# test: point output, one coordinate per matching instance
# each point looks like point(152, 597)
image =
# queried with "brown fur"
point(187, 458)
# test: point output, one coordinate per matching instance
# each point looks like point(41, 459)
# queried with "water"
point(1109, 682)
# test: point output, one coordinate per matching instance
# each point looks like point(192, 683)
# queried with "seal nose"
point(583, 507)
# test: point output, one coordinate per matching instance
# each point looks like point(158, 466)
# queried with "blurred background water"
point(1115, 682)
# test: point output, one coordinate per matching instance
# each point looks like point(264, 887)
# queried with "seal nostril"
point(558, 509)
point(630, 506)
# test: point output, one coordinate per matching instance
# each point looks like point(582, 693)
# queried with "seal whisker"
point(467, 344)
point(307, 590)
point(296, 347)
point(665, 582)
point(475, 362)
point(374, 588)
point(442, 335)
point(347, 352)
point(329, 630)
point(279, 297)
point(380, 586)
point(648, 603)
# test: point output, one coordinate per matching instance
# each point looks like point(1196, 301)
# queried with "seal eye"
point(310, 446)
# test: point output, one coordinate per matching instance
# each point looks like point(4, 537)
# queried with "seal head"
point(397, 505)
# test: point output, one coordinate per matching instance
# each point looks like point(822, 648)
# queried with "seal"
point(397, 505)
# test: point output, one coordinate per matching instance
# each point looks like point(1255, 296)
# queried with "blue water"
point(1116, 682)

○ ○ ○ ○

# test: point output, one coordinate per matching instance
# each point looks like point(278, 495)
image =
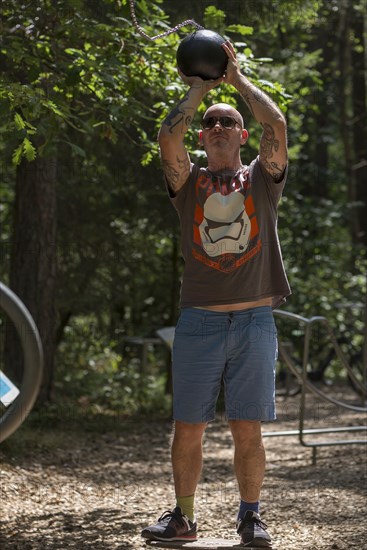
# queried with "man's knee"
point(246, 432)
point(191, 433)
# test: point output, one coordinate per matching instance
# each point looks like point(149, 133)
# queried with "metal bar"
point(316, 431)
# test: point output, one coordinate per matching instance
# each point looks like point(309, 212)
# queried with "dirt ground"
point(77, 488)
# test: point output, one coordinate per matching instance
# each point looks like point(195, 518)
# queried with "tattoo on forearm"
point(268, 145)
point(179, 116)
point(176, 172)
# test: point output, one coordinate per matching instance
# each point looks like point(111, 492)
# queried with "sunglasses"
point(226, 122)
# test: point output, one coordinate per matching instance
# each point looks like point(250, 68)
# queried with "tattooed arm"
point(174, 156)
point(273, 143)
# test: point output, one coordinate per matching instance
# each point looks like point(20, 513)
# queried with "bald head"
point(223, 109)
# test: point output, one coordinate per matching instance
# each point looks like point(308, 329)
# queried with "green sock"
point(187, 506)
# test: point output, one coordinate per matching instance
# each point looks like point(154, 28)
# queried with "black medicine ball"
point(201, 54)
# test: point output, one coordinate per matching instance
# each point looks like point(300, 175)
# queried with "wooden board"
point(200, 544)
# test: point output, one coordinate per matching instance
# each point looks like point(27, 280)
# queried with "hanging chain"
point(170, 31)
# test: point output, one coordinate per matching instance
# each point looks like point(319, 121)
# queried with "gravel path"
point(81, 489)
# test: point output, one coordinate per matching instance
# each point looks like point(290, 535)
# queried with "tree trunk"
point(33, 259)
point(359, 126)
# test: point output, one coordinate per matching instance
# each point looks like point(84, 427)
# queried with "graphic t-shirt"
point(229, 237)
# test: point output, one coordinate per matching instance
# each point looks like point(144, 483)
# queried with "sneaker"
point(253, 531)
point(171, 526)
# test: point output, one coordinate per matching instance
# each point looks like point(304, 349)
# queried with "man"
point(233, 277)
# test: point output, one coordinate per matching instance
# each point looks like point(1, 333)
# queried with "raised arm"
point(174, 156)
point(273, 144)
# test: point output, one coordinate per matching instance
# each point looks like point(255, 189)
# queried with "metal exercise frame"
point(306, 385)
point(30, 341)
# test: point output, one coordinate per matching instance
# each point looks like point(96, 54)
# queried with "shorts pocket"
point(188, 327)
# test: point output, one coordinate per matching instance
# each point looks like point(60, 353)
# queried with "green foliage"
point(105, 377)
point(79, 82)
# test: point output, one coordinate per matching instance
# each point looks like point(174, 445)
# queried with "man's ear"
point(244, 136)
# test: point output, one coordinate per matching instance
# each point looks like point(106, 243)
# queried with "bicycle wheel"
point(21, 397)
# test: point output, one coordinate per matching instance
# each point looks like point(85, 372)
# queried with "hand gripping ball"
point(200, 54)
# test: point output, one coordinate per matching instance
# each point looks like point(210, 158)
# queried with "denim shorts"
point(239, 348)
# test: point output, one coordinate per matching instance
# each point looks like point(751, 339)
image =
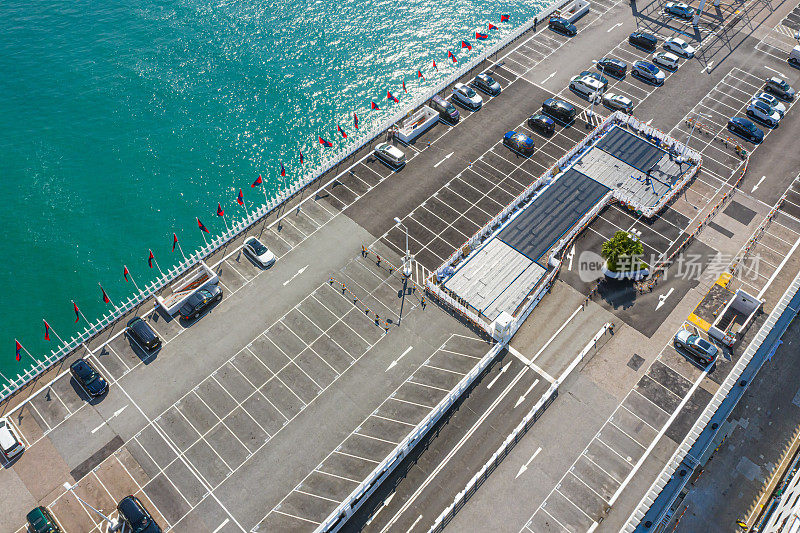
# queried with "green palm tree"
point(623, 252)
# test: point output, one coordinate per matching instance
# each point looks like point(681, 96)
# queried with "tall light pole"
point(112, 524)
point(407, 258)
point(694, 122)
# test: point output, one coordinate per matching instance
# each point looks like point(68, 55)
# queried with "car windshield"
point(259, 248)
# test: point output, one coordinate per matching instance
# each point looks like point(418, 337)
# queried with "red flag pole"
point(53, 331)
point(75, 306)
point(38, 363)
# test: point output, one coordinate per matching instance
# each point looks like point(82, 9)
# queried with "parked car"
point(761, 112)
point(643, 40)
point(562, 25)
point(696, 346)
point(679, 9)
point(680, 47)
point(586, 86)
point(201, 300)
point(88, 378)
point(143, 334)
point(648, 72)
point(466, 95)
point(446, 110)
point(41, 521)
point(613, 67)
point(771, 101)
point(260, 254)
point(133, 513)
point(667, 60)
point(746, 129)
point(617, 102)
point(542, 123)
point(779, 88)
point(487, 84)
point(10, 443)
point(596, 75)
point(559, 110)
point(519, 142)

○ ○ ○ ○

What is needed is an exact copy of the lines above, from the one holding "# each point looks like point(751, 339)" down to the one holding "# each point looks like point(82, 9)", with those two included and the pictures left out.

# each point looks like point(751, 339)
image =
# queried with "green palm tree"
point(623, 252)
# test: point output, one coordinate per matching instance
# each point looks like point(681, 96)
# queried with "tall light pole"
point(112, 524)
point(407, 258)
point(694, 122)
# test: point output, one coordinate per matching instance
# each point looks like point(68, 55)
# queried with "car windshield"
point(259, 248)
# test: point output, one coordinate per matching instance
# each point looks like point(418, 337)
# queried with "red flag pole"
point(53, 331)
point(75, 306)
point(38, 363)
# test: point output, one coordinate per matching instance
# each point looks like point(82, 9)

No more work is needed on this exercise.